_Excerpted records_
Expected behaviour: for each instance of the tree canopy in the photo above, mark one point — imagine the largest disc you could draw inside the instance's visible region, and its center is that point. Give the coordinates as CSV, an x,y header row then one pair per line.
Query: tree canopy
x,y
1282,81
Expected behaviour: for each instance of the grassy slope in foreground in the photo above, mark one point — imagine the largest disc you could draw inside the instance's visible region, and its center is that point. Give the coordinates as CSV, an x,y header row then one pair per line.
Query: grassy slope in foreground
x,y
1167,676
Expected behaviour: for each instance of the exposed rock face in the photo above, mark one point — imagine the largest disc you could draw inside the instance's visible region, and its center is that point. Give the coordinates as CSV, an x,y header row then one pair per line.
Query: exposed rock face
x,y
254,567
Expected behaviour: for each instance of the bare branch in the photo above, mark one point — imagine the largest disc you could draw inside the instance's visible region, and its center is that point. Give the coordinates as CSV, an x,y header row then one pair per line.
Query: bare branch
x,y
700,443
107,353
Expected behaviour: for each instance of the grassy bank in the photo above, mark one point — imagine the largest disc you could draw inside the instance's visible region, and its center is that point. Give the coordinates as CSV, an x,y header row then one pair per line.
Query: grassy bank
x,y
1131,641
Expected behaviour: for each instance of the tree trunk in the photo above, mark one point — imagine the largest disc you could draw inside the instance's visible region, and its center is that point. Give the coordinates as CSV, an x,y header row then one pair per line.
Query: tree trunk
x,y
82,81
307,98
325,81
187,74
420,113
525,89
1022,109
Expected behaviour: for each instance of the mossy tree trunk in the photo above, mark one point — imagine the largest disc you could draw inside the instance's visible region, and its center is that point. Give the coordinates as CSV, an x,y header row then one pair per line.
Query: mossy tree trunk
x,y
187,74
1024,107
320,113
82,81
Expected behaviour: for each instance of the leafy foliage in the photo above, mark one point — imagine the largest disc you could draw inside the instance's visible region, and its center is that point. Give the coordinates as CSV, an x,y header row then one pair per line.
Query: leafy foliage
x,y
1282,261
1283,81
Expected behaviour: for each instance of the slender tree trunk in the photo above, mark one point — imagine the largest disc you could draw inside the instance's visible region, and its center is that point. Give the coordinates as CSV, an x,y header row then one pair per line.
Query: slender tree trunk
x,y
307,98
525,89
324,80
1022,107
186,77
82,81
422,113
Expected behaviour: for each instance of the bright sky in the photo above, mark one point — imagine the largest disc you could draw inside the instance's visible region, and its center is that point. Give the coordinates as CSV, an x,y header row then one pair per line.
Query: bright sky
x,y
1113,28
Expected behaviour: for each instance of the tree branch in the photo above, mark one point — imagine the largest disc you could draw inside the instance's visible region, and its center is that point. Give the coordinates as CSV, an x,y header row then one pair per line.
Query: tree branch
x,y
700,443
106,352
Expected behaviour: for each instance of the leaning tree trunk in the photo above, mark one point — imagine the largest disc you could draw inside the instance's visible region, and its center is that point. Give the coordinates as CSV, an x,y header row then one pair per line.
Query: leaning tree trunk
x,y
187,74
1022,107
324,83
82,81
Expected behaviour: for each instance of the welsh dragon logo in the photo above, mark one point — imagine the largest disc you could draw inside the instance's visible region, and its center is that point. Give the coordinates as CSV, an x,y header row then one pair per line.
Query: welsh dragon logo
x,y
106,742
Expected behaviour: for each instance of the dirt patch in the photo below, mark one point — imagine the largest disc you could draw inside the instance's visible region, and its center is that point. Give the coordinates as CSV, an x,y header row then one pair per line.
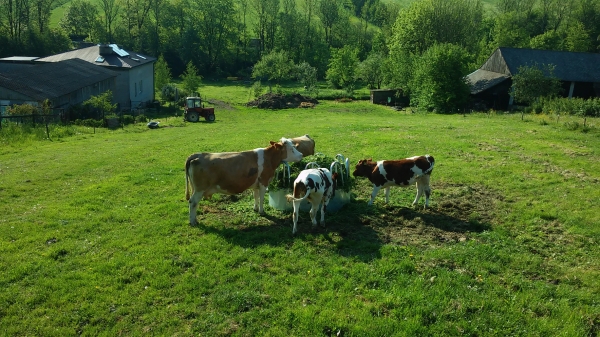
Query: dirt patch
x,y
277,101
220,104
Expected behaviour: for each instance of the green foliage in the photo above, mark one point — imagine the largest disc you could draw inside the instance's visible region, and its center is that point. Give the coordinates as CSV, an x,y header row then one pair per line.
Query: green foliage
x,y
190,80
168,92
532,82
307,75
274,66
80,19
439,79
568,106
22,109
162,74
342,67
371,70
284,181
429,22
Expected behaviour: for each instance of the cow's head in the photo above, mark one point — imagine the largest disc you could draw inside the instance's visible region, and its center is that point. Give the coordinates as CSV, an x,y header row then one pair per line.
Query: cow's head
x,y
291,153
364,168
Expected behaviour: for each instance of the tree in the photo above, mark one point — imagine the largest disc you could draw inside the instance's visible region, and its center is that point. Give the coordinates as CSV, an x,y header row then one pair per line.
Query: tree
x,y
342,67
307,75
162,73
80,18
533,82
275,66
190,79
439,81
428,22
371,70
329,13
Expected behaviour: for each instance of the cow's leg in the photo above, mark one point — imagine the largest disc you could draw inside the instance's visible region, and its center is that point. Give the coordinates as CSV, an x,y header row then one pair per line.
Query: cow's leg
x,y
419,192
295,216
196,197
314,209
259,197
374,194
387,194
426,189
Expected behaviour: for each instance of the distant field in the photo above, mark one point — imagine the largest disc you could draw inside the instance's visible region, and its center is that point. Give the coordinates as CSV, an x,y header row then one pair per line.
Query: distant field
x,y
95,238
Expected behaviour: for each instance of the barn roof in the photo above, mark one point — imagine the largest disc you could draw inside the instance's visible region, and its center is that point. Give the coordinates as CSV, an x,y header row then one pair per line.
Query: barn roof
x,y
481,80
103,55
569,66
52,80
505,63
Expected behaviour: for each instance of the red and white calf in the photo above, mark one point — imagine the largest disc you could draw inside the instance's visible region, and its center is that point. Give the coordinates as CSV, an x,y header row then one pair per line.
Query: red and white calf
x,y
403,173
315,185
235,172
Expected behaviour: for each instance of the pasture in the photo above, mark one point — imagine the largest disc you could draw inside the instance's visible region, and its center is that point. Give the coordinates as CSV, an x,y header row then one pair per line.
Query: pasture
x,y
95,240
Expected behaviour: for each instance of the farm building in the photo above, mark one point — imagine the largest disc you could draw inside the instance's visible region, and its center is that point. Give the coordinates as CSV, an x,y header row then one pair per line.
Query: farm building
x,y
579,74
65,83
393,97
135,83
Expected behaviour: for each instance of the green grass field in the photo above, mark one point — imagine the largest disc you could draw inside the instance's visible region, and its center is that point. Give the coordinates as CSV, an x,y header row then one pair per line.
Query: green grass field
x,y
95,240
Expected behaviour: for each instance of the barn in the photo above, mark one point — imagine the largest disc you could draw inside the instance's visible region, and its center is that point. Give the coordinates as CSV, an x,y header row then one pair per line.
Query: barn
x,y
579,74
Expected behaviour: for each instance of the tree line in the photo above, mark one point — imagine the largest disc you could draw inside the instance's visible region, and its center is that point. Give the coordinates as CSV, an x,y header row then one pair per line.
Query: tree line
x,y
425,47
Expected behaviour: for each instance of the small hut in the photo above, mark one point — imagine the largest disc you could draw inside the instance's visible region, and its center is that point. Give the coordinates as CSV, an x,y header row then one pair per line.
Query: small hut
x,y
579,74
391,97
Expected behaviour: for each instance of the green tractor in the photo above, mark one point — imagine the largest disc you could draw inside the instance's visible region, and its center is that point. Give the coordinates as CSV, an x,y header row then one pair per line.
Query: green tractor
x,y
194,109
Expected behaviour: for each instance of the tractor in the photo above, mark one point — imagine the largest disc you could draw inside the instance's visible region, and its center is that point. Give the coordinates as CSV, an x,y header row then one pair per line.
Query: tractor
x,y
194,109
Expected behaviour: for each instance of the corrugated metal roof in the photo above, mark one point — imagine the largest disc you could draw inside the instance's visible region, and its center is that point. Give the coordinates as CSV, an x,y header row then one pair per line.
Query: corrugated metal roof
x,y
481,80
569,66
90,54
52,80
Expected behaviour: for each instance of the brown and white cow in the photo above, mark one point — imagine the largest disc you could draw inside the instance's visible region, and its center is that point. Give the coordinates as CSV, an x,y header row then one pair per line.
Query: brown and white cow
x,y
403,173
235,172
305,145
316,186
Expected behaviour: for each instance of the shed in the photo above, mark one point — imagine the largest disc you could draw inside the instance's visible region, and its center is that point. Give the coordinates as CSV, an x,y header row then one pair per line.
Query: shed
x,y
392,97
64,83
579,73
135,83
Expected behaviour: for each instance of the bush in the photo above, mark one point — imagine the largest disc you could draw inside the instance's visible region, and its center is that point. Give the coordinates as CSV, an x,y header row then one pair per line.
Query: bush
x,y
128,119
141,119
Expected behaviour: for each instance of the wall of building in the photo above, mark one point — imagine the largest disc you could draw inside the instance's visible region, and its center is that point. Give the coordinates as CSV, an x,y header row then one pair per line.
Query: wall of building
x,y
141,84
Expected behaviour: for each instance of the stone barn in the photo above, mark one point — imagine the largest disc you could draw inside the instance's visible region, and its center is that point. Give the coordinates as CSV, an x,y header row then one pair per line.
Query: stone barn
x,y
579,74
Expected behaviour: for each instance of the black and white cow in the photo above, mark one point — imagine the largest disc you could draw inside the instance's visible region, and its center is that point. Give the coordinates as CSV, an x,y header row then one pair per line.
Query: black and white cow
x,y
316,186
404,172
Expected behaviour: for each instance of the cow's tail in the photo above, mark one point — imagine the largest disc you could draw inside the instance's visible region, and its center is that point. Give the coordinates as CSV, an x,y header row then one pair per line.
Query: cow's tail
x,y
432,161
187,178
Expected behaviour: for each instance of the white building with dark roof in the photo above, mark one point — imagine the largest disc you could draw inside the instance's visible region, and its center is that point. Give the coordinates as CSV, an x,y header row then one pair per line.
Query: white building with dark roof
x,y
135,80
64,83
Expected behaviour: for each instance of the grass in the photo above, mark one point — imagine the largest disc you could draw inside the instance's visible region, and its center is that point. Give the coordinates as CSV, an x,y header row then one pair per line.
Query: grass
x,y
95,237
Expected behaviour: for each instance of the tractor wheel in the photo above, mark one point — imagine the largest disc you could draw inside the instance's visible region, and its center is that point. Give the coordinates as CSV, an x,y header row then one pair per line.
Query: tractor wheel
x,y
192,116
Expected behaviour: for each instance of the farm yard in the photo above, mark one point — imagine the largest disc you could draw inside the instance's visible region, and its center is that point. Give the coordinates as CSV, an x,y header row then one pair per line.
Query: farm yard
x,y
95,237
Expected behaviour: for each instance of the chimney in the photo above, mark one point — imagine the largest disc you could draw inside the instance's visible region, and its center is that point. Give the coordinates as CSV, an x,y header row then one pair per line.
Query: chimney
x,y
105,49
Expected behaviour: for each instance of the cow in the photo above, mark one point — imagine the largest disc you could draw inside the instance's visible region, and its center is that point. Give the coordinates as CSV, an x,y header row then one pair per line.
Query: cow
x,y
235,172
305,145
314,185
403,173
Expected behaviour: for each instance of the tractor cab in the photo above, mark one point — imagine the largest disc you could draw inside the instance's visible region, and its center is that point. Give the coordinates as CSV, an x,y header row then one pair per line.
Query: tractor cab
x,y
194,109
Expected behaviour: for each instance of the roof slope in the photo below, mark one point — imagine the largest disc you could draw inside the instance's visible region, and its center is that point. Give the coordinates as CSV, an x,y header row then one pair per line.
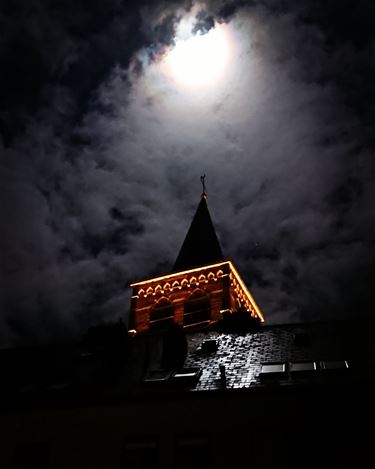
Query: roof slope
x,y
201,245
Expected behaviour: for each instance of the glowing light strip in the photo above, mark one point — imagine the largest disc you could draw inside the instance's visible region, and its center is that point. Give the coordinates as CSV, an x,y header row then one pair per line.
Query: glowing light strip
x,y
170,276
247,293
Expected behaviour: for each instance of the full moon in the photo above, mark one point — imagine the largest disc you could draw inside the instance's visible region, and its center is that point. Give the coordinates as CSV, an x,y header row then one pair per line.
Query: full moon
x,y
199,60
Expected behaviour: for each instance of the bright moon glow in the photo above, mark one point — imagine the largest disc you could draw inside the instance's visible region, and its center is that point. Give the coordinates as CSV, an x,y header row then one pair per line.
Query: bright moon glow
x,y
199,60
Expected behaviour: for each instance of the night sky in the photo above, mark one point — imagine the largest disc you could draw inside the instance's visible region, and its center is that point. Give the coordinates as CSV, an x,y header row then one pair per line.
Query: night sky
x,y
102,149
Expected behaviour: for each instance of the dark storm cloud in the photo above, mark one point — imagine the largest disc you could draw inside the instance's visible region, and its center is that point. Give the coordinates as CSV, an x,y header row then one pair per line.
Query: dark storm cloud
x,y
99,183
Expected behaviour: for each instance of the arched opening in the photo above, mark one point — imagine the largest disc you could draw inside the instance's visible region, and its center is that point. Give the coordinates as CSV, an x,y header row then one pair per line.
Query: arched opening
x,y
197,308
161,315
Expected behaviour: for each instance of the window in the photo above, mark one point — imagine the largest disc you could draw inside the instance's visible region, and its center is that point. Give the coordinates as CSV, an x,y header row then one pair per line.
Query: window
x,y
197,308
192,452
140,453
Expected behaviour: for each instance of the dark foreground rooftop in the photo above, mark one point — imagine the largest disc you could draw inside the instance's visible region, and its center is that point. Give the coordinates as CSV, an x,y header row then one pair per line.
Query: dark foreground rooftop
x,y
284,356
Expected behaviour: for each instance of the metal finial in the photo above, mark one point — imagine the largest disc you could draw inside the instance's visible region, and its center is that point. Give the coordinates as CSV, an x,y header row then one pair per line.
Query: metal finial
x,y
204,193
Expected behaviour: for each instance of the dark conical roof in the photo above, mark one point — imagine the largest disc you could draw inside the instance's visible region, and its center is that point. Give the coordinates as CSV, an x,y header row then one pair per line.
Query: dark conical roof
x,y
201,246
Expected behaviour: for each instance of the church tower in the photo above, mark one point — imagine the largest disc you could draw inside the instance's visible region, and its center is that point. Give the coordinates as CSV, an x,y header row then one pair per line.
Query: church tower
x,y
202,287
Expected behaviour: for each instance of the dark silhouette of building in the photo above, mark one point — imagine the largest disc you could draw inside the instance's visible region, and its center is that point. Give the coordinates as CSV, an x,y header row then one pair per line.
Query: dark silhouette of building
x,y
198,381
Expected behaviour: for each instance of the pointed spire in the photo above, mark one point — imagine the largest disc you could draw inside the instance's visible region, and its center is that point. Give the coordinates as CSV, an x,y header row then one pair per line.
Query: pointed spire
x,y
201,245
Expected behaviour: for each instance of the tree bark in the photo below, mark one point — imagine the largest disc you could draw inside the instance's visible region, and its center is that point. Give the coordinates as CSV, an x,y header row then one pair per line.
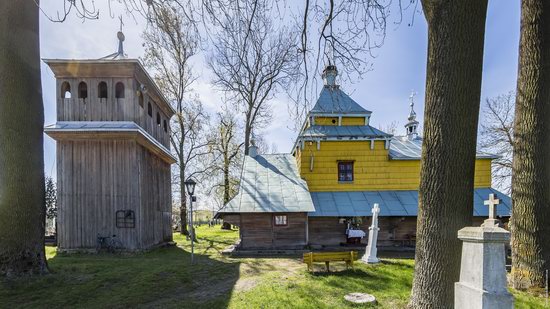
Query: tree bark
x,y
530,223
247,133
22,200
453,88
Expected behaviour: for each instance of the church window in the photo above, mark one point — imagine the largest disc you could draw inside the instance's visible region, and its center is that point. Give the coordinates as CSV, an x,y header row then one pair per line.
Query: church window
x,y
82,90
65,90
140,99
345,171
102,90
119,90
281,220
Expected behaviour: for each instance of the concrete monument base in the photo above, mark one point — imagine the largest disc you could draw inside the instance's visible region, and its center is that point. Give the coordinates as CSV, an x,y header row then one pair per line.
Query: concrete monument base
x,y
483,269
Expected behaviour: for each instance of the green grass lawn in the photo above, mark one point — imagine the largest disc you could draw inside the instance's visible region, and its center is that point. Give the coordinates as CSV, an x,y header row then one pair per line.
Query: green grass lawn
x,y
165,278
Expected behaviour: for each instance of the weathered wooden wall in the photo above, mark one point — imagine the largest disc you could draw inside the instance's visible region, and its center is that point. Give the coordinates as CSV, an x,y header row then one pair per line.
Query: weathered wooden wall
x,y
156,199
111,108
394,231
258,231
97,178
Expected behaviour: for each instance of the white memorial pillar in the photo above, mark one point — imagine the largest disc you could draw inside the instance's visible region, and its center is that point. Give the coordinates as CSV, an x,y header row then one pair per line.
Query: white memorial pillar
x,y
370,254
483,283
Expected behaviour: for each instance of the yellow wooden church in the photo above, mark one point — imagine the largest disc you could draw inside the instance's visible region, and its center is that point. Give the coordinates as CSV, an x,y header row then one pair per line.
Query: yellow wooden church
x,y
322,193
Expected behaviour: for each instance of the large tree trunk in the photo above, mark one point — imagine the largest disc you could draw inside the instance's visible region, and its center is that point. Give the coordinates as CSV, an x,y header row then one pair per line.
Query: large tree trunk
x,y
453,86
531,167
22,199
226,187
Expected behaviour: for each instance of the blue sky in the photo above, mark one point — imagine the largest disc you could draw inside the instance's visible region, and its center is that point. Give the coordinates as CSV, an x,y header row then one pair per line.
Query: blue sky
x,y
399,66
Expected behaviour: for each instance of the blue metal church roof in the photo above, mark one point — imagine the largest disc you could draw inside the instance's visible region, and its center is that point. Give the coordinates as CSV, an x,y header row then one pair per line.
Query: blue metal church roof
x,y
335,101
392,203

_Required work_
Look above for the line with "Expected behaviour: for each instance of the wall" and the line with "Expected behaviour: for each instance of the black". Retype those two lines and every line between them exactly, adding nothing.

_Answer space_
Expected behaviour: for each instance of the wall of building in the photo above, mark one point — imagine the largest disc you could draw inside the instance's visible region, and its center is that point. Give the coordinates as CSV, an x,y header row then one pair per line.
Query: wall of building
x,y
141,84
Expected behaviour: for each instance of the stone barn in the photo above, mark one point — imagine the largest disc you could draw inside the instance's visible region, and its center is that point. Give the coordinates as CSV, an x,y header row then one pair per line.
Query: stone barn
x,y
579,74
Expected behaviour: for each instance of the black and white cow in the photo above, mark one point — imagine the largest disc you could draw inside the instance's visible region, and its center is that point. Give the coordinates as CSV, an x,y header row then one pair per line.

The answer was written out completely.